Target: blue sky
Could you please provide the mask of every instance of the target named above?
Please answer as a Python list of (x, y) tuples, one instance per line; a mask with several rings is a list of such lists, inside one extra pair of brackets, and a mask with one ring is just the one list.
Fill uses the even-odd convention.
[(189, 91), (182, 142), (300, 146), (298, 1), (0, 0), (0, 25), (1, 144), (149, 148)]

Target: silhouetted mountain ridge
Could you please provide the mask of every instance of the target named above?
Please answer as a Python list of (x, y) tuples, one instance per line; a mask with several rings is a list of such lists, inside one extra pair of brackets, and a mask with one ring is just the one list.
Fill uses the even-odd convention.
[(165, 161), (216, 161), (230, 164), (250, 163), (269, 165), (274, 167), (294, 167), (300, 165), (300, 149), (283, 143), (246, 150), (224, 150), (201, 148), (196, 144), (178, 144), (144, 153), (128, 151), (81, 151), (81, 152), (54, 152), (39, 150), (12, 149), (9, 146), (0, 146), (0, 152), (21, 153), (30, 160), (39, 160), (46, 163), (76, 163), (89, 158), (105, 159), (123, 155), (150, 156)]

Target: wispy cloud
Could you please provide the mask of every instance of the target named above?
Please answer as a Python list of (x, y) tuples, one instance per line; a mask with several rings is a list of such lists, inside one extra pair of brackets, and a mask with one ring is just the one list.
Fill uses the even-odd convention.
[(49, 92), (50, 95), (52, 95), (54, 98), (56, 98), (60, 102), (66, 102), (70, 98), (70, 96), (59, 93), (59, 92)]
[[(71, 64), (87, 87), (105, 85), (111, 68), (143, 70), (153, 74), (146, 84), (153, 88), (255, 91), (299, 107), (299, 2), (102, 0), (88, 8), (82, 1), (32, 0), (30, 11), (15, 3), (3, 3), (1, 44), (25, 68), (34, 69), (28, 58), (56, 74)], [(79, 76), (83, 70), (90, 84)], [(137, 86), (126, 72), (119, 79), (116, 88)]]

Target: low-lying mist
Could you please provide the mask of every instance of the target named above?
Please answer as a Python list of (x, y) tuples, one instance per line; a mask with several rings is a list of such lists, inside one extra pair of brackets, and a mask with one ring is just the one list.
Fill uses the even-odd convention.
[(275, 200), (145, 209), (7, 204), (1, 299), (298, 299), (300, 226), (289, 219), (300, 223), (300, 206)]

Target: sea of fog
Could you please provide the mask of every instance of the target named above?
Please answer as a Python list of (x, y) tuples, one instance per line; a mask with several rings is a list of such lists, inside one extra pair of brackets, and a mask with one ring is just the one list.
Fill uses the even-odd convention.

....................

#### [Problem statement]
Rewrite every row above, replacing "instance" with "object" wherever it appears, and leave all other text as it stands.

#### [Expected answer]
Target: blue sky
Could you please provide the mask of every object of the target named above?
Please answer as a Python list of (x, y) tuples, one object per line; a mask with several rings is a list of such lists, inside one extra pair of brackets, and a mask with one ring is just the one list.
Fill uses the even-odd convention.
[(189, 91), (182, 142), (300, 146), (298, 1), (0, 0), (0, 25), (1, 144), (149, 148)]

Target: silhouetted mountain ridge
Could you please provide the mask of every object of the target named above?
Please answer as a Python list of (x, y) tuples, one object per line; a mask with several rings is a list of such lists, inside one extra pair of brackets, and a mask with one ring is just the one list.
Fill uses the even-odd convention.
[(165, 161), (216, 161), (230, 164), (250, 163), (269, 165), (274, 167), (294, 167), (300, 165), (300, 149), (283, 143), (246, 150), (224, 150), (201, 148), (196, 144), (178, 144), (144, 153), (128, 151), (81, 151), (81, 152), (54, 152), (39, 150), (12, 149), (9, 146), (0, 146), (0, 152), (21, 153), (30, 160), (39, 160), (46, 163), (76, 163), (89, 158), (105, 159), (123, 155), (150, 156)]

Target: wispy cloud
Could you please provide the mask of every object of the target named above?
Please answer as a Python list of (x, y) tuples, one object per line; a mask with several rings is a list of such lists, inside one extra pair of brackets, and a mask with one ring is just the one list.
Fill uses the even-odd convention.
[(49, 92), (50, 95), (52, 95), (54, 98), (56, 98), (60, 102), (66, 102), (70, 98), (70, 96), (59, 93), (59, 92)]
[[(71, 64), (87, 87), (105, 85), (111, 68), (143, 70), (153, 74), (146, 84), (153, 88), (255, 91), (299, 107), (299, 2), (102, 0), (88, 8), (82, 1), (32, 0), (30, 11), (15, 3), (3, 3), (1, 44), (25, 68), (34, 69), (28, 58), (56, 74)], [(79, 76), (83, 70), (90, 84)], [(137, 86), (126, 72), (119, 79), (116, 88)]]

Target: low-lying mist
Could you please provide the mask of every object of the target named above?
Please answer as a Python list of (x, y) tuples, one object per line; a mask with several rings is a list of such lists, inside one extra pair of brackets, and a mask with one ring is just the one list.
Fill uses the even-odd convention.
[(275, 200), (145, 209), (7, 204), (1, 299), (298, 299), (300, 226), (289, 219), (300, 223), (300, 206)]

Target: sea of fog
Could you please provide the mask of every object of the target named above?
Please answer as a Python list of (x, y) tuples, one object per line; a mask with several rings is a list of such lists, inside one extra pair of brackets, and a mask with one ring is just the one list.
Fill uses the even-odd convention.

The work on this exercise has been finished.